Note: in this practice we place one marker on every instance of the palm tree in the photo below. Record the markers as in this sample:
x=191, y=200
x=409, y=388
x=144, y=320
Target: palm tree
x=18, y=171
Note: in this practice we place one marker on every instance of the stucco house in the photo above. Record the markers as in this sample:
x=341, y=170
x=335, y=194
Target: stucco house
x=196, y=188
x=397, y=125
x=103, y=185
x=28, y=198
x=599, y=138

- - - - - - -

-- Work instruction --
Down to the last line, give the records again exactly.

-- Solution --
Note: in this practice we place one marker on every instance of the palm tree in the photo below. Record the markers as in this sample:
x=191, y=200
x=409, y=388
x=144, y=320
Target: palm tree
x=18, y=171
Note: in this practice we place one marker on every instance of the stucco house in the photo above. Record the markers as in this sample:
x=341, y=170
x=335, y=194
Target: stucco house
x=196, y=188
x=397, y=125
x=103, y=185
x=28, y=198
x=599, y=138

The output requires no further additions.